● Task requirements:
Please transcribe every record below exactly as written.

··· Record extracts

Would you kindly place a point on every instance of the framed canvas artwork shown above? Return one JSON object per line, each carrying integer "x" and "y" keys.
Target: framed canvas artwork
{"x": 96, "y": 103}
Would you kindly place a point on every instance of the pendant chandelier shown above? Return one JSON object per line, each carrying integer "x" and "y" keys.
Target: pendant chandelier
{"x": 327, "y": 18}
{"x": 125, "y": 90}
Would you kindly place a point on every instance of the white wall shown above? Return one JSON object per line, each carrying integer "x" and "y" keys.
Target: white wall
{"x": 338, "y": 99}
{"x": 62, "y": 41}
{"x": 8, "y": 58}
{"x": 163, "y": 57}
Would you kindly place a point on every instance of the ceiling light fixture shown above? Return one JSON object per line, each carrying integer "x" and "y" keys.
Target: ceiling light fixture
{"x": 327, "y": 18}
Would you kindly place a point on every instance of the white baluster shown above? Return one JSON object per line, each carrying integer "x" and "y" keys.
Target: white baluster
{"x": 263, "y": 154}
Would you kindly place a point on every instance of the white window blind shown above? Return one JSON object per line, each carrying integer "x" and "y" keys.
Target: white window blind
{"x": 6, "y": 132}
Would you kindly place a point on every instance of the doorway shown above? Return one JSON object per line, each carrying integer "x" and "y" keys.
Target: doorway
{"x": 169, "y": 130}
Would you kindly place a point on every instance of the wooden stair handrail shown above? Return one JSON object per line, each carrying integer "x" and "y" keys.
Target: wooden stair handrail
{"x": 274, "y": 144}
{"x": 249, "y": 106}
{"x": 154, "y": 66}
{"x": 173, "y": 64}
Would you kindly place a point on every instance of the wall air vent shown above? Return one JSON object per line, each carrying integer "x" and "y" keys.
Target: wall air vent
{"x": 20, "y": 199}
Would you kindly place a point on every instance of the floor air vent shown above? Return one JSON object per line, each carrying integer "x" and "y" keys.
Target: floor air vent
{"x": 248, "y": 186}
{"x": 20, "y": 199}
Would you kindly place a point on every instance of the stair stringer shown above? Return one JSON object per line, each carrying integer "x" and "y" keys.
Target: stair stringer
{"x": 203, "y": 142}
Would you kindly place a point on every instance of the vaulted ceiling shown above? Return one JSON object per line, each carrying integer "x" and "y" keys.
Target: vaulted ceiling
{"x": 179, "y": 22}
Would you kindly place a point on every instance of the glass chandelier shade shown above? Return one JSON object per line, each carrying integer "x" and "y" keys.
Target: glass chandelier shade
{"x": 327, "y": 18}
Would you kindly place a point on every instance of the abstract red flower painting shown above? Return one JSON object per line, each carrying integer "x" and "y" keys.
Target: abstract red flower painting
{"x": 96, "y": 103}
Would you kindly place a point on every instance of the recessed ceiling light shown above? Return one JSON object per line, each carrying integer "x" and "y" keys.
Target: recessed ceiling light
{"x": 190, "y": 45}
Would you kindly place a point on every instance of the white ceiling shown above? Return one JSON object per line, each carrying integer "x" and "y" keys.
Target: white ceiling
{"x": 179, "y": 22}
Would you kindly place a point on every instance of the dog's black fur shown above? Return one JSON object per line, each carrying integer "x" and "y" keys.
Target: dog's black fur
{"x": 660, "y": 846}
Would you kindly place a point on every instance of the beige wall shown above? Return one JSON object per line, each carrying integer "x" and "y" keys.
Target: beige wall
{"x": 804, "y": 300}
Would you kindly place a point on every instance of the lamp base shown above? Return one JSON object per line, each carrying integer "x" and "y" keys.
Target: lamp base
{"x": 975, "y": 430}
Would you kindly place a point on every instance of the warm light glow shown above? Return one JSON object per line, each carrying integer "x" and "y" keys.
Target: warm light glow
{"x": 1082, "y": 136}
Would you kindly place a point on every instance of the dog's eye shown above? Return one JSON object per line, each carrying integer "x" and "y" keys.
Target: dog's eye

······

● Exercise response:
Would you kindly place a point on every instance of the framed canvas artwork shown above? Return one JSON object per line, each carrying integer "x" and "y" keys.
Target: framed canvas artwork
{"x": 96, "y": 103}
Would you kindly place a point on every instance of the pendant chandelier shown above? Return one JSON object per line, each carrying integer "x" and "y" keys.
Target: pendant chandelier
{"x": 327, "y": 18}
{"x": 125, "y": 90}
Would you kindly place a point on every instance of the white wall shown above? Return one JSON object per line, each carrying integer "x" and "y" keys.
Target: white wall
{"x": 338, "y": 99}
{"x": 62, "y": 41}
{"x": 8, "y": 58}
{"x": 163, "y": 57}
Would you kindly place a point on every instance of the ceiling light fixture shown above? Return one JSON object per line, each carrying integer "x" and "y" keys.
Target: ceiling light fixture
{"x": 327, "y": 18}
Would you kindly place a point on every instance of the white baluster shown above? Return one JSON object per line, each carrying integer "x" and "y" keys.
Target: white baluster
{"x": 263, "y": 154}
Would you kindly place a point on every instance of the white window blind shown above? Return one JSON object per line, each carrying integer "x" and "y" keys.
Target: white window blind
{"x": 6, "y": 132}
Would you kindly place a point on every instance of the doorway shown above? Return one JSON object per line, each carrying integer "x" and "y" keys.
Target: doorway
{"x": 169, "y": 130}
Would you kindly place a point on every instance of the wooden stair handrail shown above? Return one JSON object per line, each carrying integer "x" and "y" keys.
Target: wooden stair handrail
{"x": 274, "y": 144}
{"x": 249, "y": 106}
{"x": 154, "y": 66}
{"x": 173, "y": 64}
Would you kindly place a point on every instance of the wall air vent shown above? Return one JSON object per line, each carrying integer "x" and "y" keys.
Target: wall air vent
{"x": 20, "y": 199}
Would you kindly place a point on every instance of the floor air vent shown above? Return one JSON object per line, each carrying integer "x" and "y" keys.
Target: floor air vent
{"x": 248, "y": 186}
{"x": 20, "y": 199}
Would you kindly place a point on every instance of the stair stringer shown above? Return one JSON object per line, each carrying integer "x" and "y" keys.
Target: stair stringer
{"x": 203, "y": 142}
Would you kindly place a point on every instance of the vaulted ceiling shown above? Return one JSON object per line, each carrying integer "x" and "y" keys.
Target: vaulted ceiling
{"x": 179, "y": 22}
Would you kindly place a point on every instance of the glass chandelier shade shown above? Return one JSON object per line, each carrying integer "x" and "y" keys.
Target: glass chandelier shade
{"x": 327, "y": 18}
Would you kindly place a point on every instance of the abstract red flower painting shown above? Return one JSON object per line, each carrying integer "x" and "y" keys.
Target: abstract red flower painting
{"x": 96, "y": 103}
Would you kindly place a point on every instance of the recessed ceiling light shown above? Return one JSON object per line, each carrying integer "x" and "y" keys.
Target: recessed ceiling light
{"x": 190, "y": 45}
Would you kindly place a point on every instance of the white ceiling shown above? Return one JSON object per line, each carrying integer "x" and "y" keys.
Target: white ceiling
{"x": 179, "y": 22}
Would you kindly place a point on every instance of the dog's black fur shown above? Return one JSON object per line, each carrying integer "x" and "y" keys.
Target: dog's black fur
{"x": 660, "y": 846}
Would you kindly place a point on every instance of the beige wall shown above? Return one JSON object per line, each carrying integer "x" and "y" keys.
Target: beige wall
{"x": 804, "y": 300}
Would you kindly place a point on every instance of the lamp base shown above? Return one JSON object per line, each carrying integer "x" and "y" keys.
Target: lamp base
{"x": 975, "y": 430}
Would you kindly place a point on every instance of the warm light glow shown above? Return one JSON object per line, each carrying integer "x" and "y" keys.
Target: warm light glow
{"x": 1082, "y": 136}
Would you kindly place a point on every instance of the dog's eye shown above? Return one JSON object per line, each carrying integer "x" and "y" keys.
Target: dog's eye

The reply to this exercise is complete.